Problem 1 =>
Read the recap below and say whether each statement agrees with it: (a) Vera suggested asking Kelly Welly about getting into the awards ceremony; (b) Dogfish sharks have a gestation period of three years; (c) Blue sharks can give birth to more than 100 live pups at a time. Answer each with yes or no and quote the words that decide it.
** begin Text shown **
It didn’t take much to get Vera to start dissing the “tech gurus” for their shallowness and greed. She didn’t mind dishing the dirt on Simon. Vera might be clearheaded and organized, but probably not the person to hire for a position dealing with confidential information.

As Mark and Vera sat around chatting, she told Mark about an upcoming awards ceremony, which was really a vanity showcase and fundraising event. Thinking that there might be a story to be found there, Mark asked how to get in. Vera suggested hitting up Kelly Welly. This left Mark conflicted, given their rivalry and her position on Cricket Bro’s staff. Of course, this will not likely stop Mark from asking. And that’s the week!

An interesting topic, with a not-so-interesting finale. Is Mark is hinting at some kind of shark pup song in the last panel? In fact, there is a well-known (to parents and toddlers), if repetitive ditty unsurprisingly called “Baby Shark”. I’ll leave it to you to look up.

Oh, here are some other interesting facts about mommy sharks and baby sharks: Some mommy sharks have gestation periods over a year, such as Dogfish sharks (2 yrs) and Frilled sharks (3 yrs). Blue sharks and Whale sharks can give birth to more than 100 live pups at a time. Many sharks only birth a few at a time.  Sand Tiger sharks hatch the eggs of their pups while still inside their uterus. For nourishment, the hatchling pups feast on any unfertilized eggs as well as not-yet-hatched fertilized eggs! So, sleeping in late can have fatal consequences!
** end Text shown **
Problem 2 =>
Gather every line of the records below that contains the word "white".
** begin Data records **
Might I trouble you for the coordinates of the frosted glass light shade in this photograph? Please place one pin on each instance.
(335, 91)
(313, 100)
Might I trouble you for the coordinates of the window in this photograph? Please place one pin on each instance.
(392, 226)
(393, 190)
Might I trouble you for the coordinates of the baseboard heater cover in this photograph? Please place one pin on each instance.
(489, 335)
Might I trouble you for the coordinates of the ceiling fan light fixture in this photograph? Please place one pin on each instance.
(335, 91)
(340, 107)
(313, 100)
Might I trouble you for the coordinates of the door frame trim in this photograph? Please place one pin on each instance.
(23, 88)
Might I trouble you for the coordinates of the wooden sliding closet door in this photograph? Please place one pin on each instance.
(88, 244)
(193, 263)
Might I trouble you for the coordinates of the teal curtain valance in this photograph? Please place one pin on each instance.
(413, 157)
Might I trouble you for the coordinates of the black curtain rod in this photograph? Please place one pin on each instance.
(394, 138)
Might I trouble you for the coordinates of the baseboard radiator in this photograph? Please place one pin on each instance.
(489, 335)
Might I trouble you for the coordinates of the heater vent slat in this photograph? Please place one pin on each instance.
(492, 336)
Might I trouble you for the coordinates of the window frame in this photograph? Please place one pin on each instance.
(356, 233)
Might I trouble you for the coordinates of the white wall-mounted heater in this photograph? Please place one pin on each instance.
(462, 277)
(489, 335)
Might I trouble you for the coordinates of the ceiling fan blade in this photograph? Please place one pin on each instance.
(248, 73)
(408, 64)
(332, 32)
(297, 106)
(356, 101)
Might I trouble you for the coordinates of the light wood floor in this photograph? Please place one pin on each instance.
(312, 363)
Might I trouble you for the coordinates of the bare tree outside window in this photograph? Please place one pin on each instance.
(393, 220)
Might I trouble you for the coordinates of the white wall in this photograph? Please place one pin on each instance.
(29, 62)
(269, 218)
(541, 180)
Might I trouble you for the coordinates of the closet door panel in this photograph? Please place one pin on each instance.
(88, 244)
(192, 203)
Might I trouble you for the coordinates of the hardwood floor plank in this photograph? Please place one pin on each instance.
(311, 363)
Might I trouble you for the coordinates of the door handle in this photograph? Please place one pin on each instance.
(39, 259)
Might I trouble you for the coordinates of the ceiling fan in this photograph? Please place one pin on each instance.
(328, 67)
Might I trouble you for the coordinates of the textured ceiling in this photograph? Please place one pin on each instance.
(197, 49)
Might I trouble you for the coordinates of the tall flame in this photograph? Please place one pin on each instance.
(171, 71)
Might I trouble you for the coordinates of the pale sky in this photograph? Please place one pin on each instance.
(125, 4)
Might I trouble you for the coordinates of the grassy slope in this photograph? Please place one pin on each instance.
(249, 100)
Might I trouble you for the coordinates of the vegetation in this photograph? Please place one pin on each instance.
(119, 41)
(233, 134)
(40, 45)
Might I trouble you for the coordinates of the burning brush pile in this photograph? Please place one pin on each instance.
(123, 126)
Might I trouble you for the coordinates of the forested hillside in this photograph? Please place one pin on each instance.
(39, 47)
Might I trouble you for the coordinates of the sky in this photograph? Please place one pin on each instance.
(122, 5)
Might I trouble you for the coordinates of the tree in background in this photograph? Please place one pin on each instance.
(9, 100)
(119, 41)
** end Data records **
Response 1 =>
(a) Yes: "Vera suggested hitting up Kelly Welly."
(b) No: "Dogfish sharks (2 yrs)"
(c) Yes: "Blue sharks and Whale sharks can give birth to more than 100 live pups at a time."

Response 2 =>
Might I trouble you for the coordinates of the white wall-mounted heater in this photograph? Please place one pin on each instance.
Might I trouble you for the coordinates of the white wall in this photograph? Please place one pin on each instance.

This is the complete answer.